DIRECTIONS:
#1 From the passage on planning backups, write out word for word everything from "3. How much" to "a natural disaster.".
#2 Carry on the backup-planning passage, beginning right after its final sentence.

PASSAGE SHOWN:
Plan Your Backups

No matter what kind of a backup system you end up using, you need to start with a plan. To be successful, there are a couple of things that need to be ironed out first:

  1. Where is your data now? Do you keep your data organized in your Documents, Photos, Music, and Videos folders? Is it on a NAS device? External hard drive? While not essential to performing backups, knowing where you keep your data is going to make the process easier. The more it is spread out, the more difficult it is to back it up – not impossible – but more difficult. Some of the built-in backup tools assume your files are in fact in your user folder, or at least your libraries, so take the time now to figure out where your important data is. Other backup programs will scour the entire computer for files, so if you have files everywhere, there are solutions for this as well.
  2. How important is your data? Is it all about equally important, or is there some data where you don’t want to lose it, and other data where it’s crucial you don’t lose it? It’s possible to do full backups to a local backup target, but also back up your most important data offsite.
  3. How much risk do you want to mitigate? The easiest backups will be to an internally or externally attached hard drive, which will protect against equipment failure, or user error. Moving up, you can back up to a NAS on your LAN, which will add a possibility of mitigating theft (but certainly not a guarantee) as well as giving you the option of backing up multiple machines. For ultimate protection, some sort of offsite backup is required. This is the only way to mitigate the risks of fire, flood, theft, and natural disaster. If the data is extremely important, you may even want to ensure the data is backed up to multiple geographic areas to ensure recovery from a natural disaster.

[Bounding box annotation lines]
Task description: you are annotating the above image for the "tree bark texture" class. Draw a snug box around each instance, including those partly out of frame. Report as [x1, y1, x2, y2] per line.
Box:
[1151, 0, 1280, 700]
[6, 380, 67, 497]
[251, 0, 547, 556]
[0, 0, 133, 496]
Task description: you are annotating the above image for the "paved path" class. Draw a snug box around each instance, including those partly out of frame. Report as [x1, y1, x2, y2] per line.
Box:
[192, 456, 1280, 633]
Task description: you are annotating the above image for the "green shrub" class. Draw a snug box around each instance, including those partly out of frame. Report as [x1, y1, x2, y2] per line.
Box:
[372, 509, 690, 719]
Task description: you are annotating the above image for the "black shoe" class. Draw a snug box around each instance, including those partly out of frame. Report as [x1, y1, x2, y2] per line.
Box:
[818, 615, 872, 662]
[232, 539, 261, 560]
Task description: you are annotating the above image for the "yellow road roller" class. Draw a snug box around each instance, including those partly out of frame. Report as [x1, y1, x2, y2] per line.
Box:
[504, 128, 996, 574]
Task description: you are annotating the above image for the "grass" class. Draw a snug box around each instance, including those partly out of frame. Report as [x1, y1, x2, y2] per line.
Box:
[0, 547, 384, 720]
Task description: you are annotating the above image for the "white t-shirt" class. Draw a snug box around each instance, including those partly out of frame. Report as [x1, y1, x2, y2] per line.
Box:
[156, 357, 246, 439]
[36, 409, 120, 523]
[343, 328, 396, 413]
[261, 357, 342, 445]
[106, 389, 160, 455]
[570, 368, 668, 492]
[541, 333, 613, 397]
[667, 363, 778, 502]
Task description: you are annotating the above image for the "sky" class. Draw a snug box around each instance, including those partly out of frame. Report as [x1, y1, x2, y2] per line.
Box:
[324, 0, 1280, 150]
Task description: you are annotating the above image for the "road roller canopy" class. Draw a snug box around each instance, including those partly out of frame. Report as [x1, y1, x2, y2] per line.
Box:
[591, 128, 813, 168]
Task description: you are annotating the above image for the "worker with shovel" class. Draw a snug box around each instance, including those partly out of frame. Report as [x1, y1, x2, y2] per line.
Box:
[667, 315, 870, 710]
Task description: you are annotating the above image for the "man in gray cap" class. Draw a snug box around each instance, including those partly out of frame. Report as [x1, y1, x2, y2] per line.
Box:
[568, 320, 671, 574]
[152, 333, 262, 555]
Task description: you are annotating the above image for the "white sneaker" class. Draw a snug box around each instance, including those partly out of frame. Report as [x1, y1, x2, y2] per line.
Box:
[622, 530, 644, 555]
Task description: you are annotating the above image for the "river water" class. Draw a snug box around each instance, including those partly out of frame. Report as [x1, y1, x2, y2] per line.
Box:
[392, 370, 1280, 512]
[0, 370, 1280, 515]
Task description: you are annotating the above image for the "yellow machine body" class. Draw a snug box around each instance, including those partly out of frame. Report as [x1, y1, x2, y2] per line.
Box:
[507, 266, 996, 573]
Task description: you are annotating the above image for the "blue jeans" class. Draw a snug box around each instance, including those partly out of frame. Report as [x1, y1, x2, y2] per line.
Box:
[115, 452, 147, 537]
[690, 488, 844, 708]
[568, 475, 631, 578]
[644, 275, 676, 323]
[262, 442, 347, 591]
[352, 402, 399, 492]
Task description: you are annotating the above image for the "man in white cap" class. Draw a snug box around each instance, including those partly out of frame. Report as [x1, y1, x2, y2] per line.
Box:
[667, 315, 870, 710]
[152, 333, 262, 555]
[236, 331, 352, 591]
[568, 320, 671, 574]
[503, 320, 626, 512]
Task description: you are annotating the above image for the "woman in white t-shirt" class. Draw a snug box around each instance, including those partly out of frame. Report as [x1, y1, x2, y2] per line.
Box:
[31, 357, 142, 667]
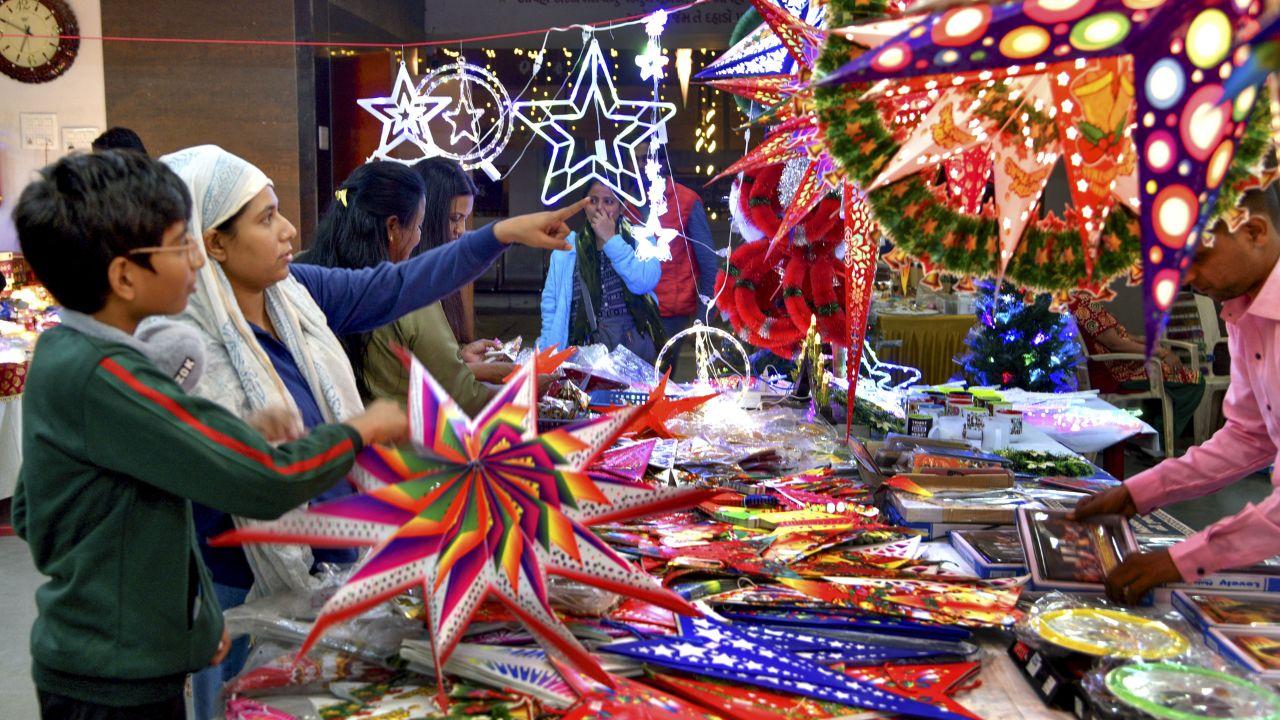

IN RESPONSE:
#1
3. How much risk do you want to mitigate? The easiest backups will be to an internally or externally attached hard drive, which will protect against equipment failure, or user error. Moving up, you can back up to a NAS on your LAN, which will add a possibility of mitigating theft (but certainly not a guarantee) as well as giving you the option of backing up multiple machines. For ultimate protection, some sort of offsite backup is required. This is the only way to mitigate the risks of fire, flood, theft, and natural disaster. If the data is extremely important, you may even want to ensure the data is backed up to multiple geographic areas to ensure recovery from a natural disaster.

#2
  4. How much space are you going to require for backups? If you are doing Image Level backups as well, factor in that you will need a backup target larger than the total amount of data you want to back up. The more space you have, the more versions of files and the farther back in time you can go to perform a restore. It would be prudent to start with a backup target that is at least twice as large as your total data to be backed up.
  5. What is your RPO? Are nightly backups good for you, or do you need to perform backups more often? Do you need continuous backups? It is essential to define an RPO that works for you.
  6. What is your RTO? Cloud based backups are wonderful because they are offsite, but the amount of bandwidth required to recovery multiple terabytes of information will be quite significant. If you aren’t worried about time, then it may be fine for you, but if time is a factor you may want to ensure you have some sort of local backup as well as offsite. RTO also factors in to the backup equipment decision. Optical media can be used as an offsite backup method, but recovering the data will be labor intensive and slow.
  7. What is your budget? For a single PC, you can configure a backup using just optical media, or an external hard drive, either of which will not be overly expensive. For multiple PCs, you may want to invest in a NAS or server to back up to. You can also expand the backups to the cloud for monthly or annual fees depending on the backup system you decide to go with. Just remember though that the cost of your backups may potentially save you from a much higher cost if disaster ever strikes.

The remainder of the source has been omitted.